Records from a data collection:
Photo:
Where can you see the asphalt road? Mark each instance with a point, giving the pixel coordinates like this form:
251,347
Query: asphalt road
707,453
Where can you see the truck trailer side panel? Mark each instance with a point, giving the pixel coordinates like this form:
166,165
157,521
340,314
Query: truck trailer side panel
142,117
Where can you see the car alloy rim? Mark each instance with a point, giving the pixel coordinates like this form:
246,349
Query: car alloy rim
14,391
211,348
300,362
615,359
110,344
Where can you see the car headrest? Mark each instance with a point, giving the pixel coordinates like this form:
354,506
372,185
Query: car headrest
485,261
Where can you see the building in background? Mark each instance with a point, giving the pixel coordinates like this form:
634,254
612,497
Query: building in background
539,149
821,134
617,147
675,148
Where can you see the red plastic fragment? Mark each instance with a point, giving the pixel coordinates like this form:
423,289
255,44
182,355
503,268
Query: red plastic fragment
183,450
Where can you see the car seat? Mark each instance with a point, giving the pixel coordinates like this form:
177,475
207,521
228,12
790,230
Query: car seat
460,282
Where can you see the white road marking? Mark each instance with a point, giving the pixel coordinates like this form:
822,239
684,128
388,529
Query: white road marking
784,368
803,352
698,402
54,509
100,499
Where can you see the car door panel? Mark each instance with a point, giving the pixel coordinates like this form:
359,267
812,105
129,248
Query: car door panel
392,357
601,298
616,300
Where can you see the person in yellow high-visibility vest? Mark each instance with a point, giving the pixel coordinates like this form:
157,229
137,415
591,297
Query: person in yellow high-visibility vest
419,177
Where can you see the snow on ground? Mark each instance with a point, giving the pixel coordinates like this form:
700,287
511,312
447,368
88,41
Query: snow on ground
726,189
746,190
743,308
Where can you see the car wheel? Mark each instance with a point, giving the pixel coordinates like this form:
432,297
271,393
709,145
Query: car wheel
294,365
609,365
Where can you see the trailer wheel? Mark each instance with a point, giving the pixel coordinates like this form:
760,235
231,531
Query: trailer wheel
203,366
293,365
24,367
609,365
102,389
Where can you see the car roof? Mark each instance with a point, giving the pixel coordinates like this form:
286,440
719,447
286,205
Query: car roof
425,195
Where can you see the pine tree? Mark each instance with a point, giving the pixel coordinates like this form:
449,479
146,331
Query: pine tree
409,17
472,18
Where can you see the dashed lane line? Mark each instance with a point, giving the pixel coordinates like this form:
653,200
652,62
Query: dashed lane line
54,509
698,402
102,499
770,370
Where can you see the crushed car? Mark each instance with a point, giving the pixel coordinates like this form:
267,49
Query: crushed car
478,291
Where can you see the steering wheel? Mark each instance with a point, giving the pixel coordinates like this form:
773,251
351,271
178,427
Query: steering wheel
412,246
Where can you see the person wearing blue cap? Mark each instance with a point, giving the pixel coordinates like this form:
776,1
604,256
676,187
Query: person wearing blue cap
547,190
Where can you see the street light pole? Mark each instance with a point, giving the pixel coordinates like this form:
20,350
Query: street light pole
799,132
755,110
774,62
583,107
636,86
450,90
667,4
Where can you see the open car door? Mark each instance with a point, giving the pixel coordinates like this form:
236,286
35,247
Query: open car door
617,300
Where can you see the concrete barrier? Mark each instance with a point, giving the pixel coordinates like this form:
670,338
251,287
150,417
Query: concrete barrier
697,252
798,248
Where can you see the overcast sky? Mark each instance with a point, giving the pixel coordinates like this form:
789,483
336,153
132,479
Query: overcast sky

— Task brief —
Exactly reproduce every line found in the records.

— Task result —
Photo:
Where can you see the asphalt road? Mark each instance with a point, giving the pixel coordinates like this form:
251,347
Query: asphalt road
707,453
Where can you see the truck trailer side panel? Mark each instance with a point, giving the pixel coordinates like this form:
166,165
157,521
340,314
Query: truck trailer side panel
142,117
Where can you see the car alloy rim? Mark each instance with a point, giving the pixel coordinates like this form:
246,349
Query: car alloy rim
14,391
211,348
300,362
615,359
110,344
Where can you see the car headrest? Mark each instance with a point, giving the pixel coordinates like this form:
354,506
372,185
Query: car headrest
485,261
Where can you see the building in background? Mark each instance with a point, giving the pixel coordinates like this form:
634,254
612,497
Query: building in background
539,149
821,134
617,147
675,148
Where can you see the red plastic fragment? Mark each instance with a point, giving the pixel coordinates like this form:
423,289
255,44
182,355
503,268
Query: red plastic fragment
183,450
Where can you see the car seat? Mark each instance with a point, giving the pixel coordinates like this form:
177,475
207,521
228,12
790,230
Query: car seat
460,282
Where can you see the white road marking? Mark each instance with a point, giving the pixel coordinates like this form:
822,239
684,128
388,529
Query: white road marking
784,368
803,352
698,402
54,509
100,499
Where can you see the car door panel? Mark each instance with a point, giving the pixel coordinates like this form:
359,267
812,105
129,248
Query: car door panel
392,357
601,298
616,300
Where can you see the person in yellow high-visibility vest? Mark each instance with a point, giving the pixel coordinates like this form:
157,229
137,415
591,297
Query: person in yellow high-visibility vest
419,177
Where can you see the snow on ground? Mark each instance with a point, giving the pixel coordinates like this form:
700,287
511,312
447,368
88,41
Query: snow on ground
726,189
746,190
743,308
Where can you see the car wheel? Mark each instance with a point, giving the pixel coordinates like this form:
432,297
271,393
709,145
Query: car wheel
294,365
609,365
Where can you see the trailer wheel? Mark each instance with a point, giving the pixel coordinates like this form:
760,235
231,531
Query: trailer wheel
203,366
293,365
24,367
609,365
102,389
Where can you see the car roof? Mark each instance with a point, giving the pixel coordinates like this form:
286,440
719,447
286,205
Query: car roof
425,195
Where can you see the pine tree? Mark each instance with a point, giving the pixel coordinates like this form:
449,479
146,331
Query: pine tree
409,17
472,18
Where can you see the dashed lane line? Mark each instance with a point, giving the pixel coordinates like this form:
653,200
652,62
Query: dashed lane line
54,509
698,402
102,499
770,370
Where can you see the crushed car? Mark each instance with a point, giving the pixel coordinates like this form:
267,49
Query: crushed car
478,291
Where can you see the steering wheel? Mark each instance with a point, giving the pixel coordinates like this form:
773,251
351,271
178,427
Query: steering wheel
412,246
Where can you see the person wearing blue cap? Mark each instance with a point, giving the pixel coordinates like this form:
776,1
604,256
676,187
Query: person wearing blue cap
547,190
Where can you see the street light pole? Mark each instance with a point, giving the pixel coordinates like this form:
20,350
Query: street light pole
799,132
755,110
774,62
583,107
636,86
450,90
667,4
Where can you see the open car door? Mark each instance with a point, giving the pixel coordinates like this form:
236,286
35,247
Query: open car door
617,300
Where can you see the concrete barrier? Mark each instance with a point, giving the pixel coordinates like this form:
670,338
251,287
150,417
Query: concrete barrier
697,252
798,248
Where can you see the overcast sky? Mark each instance with a point, giving the pixel coordinates like this form:
789,483
336,153
132,479
Query: overcast sky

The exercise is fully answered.